* Problem requirements
Copy all the data exactly, except the pictures.

* Exercise data
►

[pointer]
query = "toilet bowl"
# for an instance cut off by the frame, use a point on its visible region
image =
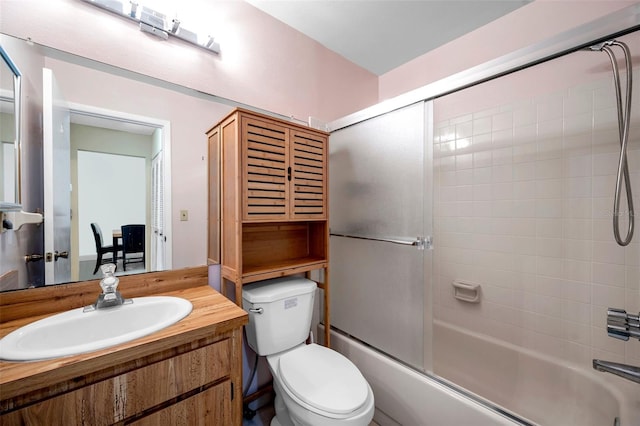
(318, 386)
(314, 385)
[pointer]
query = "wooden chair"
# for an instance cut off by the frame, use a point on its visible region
(133, 242)
(102, 249)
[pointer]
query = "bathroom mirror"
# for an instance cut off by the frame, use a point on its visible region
(10, 80)
(184, 114)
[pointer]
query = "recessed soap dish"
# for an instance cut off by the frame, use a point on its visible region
(466, 291)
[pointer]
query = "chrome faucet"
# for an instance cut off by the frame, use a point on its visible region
(621, 325)
(628, 372)
(110, 296)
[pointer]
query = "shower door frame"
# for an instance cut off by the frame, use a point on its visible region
(616, 24)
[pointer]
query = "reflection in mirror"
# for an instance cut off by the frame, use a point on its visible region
(156, 127)
(10, 80)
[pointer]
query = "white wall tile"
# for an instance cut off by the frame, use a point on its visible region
(526, 209)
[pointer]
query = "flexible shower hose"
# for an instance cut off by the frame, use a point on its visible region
(624, 121)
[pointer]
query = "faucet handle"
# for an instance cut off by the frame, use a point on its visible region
(622, 325)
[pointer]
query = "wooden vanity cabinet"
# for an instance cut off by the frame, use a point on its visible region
(273, 200)
(187, 374)
(192, 388)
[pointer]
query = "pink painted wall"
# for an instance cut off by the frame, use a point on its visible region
(528, 25)
(263, 62)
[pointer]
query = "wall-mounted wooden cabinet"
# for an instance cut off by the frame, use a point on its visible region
(273, 199)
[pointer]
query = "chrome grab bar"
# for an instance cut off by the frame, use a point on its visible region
(628, 372)
(420, 242)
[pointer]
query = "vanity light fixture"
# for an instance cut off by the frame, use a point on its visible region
(154, 22)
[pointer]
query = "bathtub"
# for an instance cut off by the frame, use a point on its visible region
(541, 389)
(546, 393)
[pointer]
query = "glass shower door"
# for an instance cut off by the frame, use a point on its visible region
(378, 232)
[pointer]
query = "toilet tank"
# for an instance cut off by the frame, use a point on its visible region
(280, 312)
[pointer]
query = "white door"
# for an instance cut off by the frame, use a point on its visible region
(158, 237)
(57, 182)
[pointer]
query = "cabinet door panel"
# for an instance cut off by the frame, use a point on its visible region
(211, 407)
(264, 150)
(116, 399)
(309, 173)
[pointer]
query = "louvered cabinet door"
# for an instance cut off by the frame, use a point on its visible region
(308, 162)
(265, 182)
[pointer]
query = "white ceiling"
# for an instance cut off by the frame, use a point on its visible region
(380, 35)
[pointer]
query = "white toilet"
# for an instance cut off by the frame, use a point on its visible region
(314, 385)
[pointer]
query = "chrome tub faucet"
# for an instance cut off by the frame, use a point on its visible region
(623, 326)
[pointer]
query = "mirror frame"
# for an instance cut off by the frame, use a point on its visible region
(17, 107)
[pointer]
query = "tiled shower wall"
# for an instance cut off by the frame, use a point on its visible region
(523, 200)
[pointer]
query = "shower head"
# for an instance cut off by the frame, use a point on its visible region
(599, 46)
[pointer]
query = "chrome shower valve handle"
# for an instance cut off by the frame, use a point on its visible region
(622, 325)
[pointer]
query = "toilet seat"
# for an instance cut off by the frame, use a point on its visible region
(323, 379)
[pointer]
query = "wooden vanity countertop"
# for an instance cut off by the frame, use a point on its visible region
(212, 315)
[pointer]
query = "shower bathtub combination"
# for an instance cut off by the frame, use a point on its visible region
(484, 266)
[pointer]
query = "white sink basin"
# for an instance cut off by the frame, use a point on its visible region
(75, 332)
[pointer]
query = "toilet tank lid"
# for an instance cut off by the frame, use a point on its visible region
(277, 289)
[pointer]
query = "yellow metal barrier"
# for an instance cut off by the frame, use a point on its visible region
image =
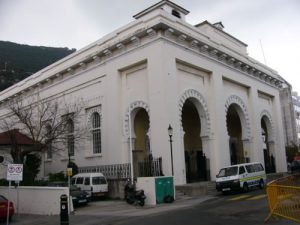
(284, 198)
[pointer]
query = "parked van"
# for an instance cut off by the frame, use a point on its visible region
(241, 177)
(93, 183)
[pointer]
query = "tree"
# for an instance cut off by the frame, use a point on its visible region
(45, 122)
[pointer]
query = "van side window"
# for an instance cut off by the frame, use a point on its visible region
(258, 167)
(86, 181)
(242, 170)
(98, 180)
(79, 180)
(250, 169)
(73, 180)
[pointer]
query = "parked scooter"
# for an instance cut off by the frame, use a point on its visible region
(133, 196)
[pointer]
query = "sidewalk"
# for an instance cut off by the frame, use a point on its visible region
(105, 212)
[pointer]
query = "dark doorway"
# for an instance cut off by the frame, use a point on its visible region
(195, 159)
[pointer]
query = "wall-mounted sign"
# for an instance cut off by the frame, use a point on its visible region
(15, 172)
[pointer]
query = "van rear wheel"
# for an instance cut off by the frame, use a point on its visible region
(261, 184)
(245, 187)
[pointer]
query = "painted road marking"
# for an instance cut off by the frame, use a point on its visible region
(258, 197)
(239, 197)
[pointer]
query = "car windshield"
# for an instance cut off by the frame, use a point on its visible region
(230, 171)
(74, 188)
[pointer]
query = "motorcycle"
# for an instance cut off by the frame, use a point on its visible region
(133, 196)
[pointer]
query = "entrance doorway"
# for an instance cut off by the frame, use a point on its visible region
(141, 150)
(234, 128)
(195, 159)
(268, 155)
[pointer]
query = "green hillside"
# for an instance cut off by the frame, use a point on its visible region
(20, 61)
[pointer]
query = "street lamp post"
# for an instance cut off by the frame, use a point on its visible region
(170, 131)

◄

* Correct output
[pointer]
query = "toilet bowl"
# for an instance cut off by the frame, use a point on its visible region
image =
(318, 386)
(314, 385)
[pointer]
query = "wooden chair"
# for an instance cut off by the frame, use a point on its visible region
(133, 242)
(102, 249)
[pointer]
query = "bathroom mirror"
# for an instance cut off by the frame, use a point on its visible region
(10, 80)
(184, 114)
[pointer]
query = "recessed soap dish"
# for an instance cut off by the frame, use a point on its visible region
(466, 291)
[pointer]
query = "chrome faucet"
# for an instance cut off by the frame, use a point on its visible region
(621, 325)
(628, 372)
(110, 296)
[pointer]
query = "shower door frame"
# for an instance cut off by the frame, use a point on its visible region
(616, 24)
[pointer]
query = "reflection in mirror"
# for an instance cut off by the frame, use a point on its visible region
(156, 127)
(10, 80)
[pointer]
query = "white wall tile"
# for an instance cut off by the frame, use a point on its visible region
(526, 209)
[pointer]
query = "flexible shower hose"
# for an instance cut off by the frame, use a point on its visible region
(624, 121)
[pointer]
query = "faucet handle"
# for an instance cut off by the frame, use a point on its visible region
(622, 325)
[pointer]
query = "wooden vanity cabinet"
# for an instance cut off by the frame, use a point on its visible region
(273, 200)
(187, 374)
(192, 388)
[pointer]
query = "pink painted wall"
# for an instance cut off by the frame, use a point on its visible region
(528, 25)
(263, 62)
[pointer]
query = "wall-mounted wooden cabinet"
# for an instance cut off by the frame, use a point on its visible region
(273, 199)
[pointer]
query = "chrome grab bar"
# for an instance cut off by the frame, use a point on its visible region
(628, 372)
(420, 242)
[pointer]
query = "vanity light fixture"
# for an instance cut off by the frame, use a point on its visible region
(154, 22)
[pointer]
query = "bathtub"
# for an instance cut off by the frame, use a point on its visible region
(541, 389)
(546, 393)
[pointer]
query = "glass shower door"
# for an instance cut off by the frame, use a point on its visible region
(378, 232)
[pointer]
query = "toilet tank"
# for an instance cut off by the frame, use a point on its visible region
(280, 312)
[pointer]
query = "white door"
# for an instance cut off by the frame, use a point on its visible region
(158, 237)
(57, 182)
[pointer]
query = "cabinet door panel"
# for an instance cut off by the frame, use a point on its visible region
(211, 407)
(264, 150)
(116, 399)
(309, 173)
[pointer]
query = "louvered cabinet door"
# for an instance cut off by the frame, use a point on its visible region
(308, 162)
(265, 182)
[pointer]
query = "white ceiling"
# for an instance cut off by the frame, use a point on its visible region
(380, 35)
[pointer]
query = "white toilet"
# for an instance cut off by the frame, use a point on its visible region
(314, 385)
[pointer]
query = "chrome tub faucet"
# for an instance cut off by the frame, use a point on its visible region
(623, 326)
[pointer]
query = "mirror frame"
# for an instance cut off by the frame, use a point on its visible region
(17, 107)
[pointer]
query = "tiled shower wall"
# for an instance cut off by the frame, use a point on its visible region
(523, 200)
[pointer]
query = "shower head"
# for an instance cut off by the frame, use a point on its visible region
(599, 46)
[pointer]
query = "chrome shower valve handle"
# for an instance cut off by the frame, use a point on its visible region
(622, 325)
[pointer]
query = "toilet seat"
# for an instance cut off by the frame, use a point on its visible region
(323, 379)
[pointer]
query = "wooden vanity countertop"
# for an instance cut off by the frame, use a point on its visible region
(212, 315)
[pointer]
query = "shower bathtub combination"
# for an instance cut off by the frame, use a point on its visible region
(484, 266)
[pointer]
query = "white sink basin"
# for an instance cut off by the frame, use a point on its visible region
(75, 332)
[pointer]
query = "toilet tank lid"
# for an instance cut off by the frame, use a point on its visible region
(277, 289)
[pointer]
query = "yellow metal barrier"
# for an instance cut off by the frame, use a point on its visible region
image =
(284, 198)
[pointer]
query = "parked van"
# for an instance cut off by the frame, use a point on its visible region
(241, 177)
(93, 183)
[pointer]
query = "tree"
# for an instance cut off by the frame, use a point on its visible region
(45, 122)
[pointer]
query = "van side window"
# for an instance cut off by the frame, use a point on its visible region
(258, 167)
(86, 181)
(242, 170)
(98, 180)
(79, 180)
(250, 169)
(73, 180)
[pointer]
query = "parked scooter"
# for an instance cut off by the frame, use a point on its visible region
(133, 196)
[pointer]
query = "sidewalk"
# for an instance cut off by the frame, use a point on its visible region
(105, 212)
[pointer]
query = "dark doorway"
# for an instance cut off by the frame, use a point on its visible region
(195, 159)
[pointer]
query = "wall-mounted sign"
# for an instance cut off by the frame, use a point on its visible region
(15, 172)
[pointer]
query = "van rear wheel"
# for an instance cut off by the frame, use a point on its visible region
(261, 184)
(245, 187)
[pointer]
query = "painted road marking"
# for an instance cut off by the frame, use a point on its visible region
(258, 197)
(239, 197)
[pointer]
query = "car windshield"
# for an instance cut off by the frame, use a point on its visible region
(230, 171)
(74, 188)
[pointer]
query = "motorcycle"
# for an instance cut off by the frame, use a point on its visible region
(133, 196)
[pointer]
query = "entrance doorway"
# for an instance cut off by the frame, use a point on its visible region
(141, 150)
(234, 128)
(195, 159)
(268, 155)
[pointer]
query = "green hillside"
# for an instance cut off by the frame, use a point on its visible region
(20, 61)
[pointer]
query = "street lamp post"
# for an instance cut off by the frame, use a point on its visible region
(170, 131)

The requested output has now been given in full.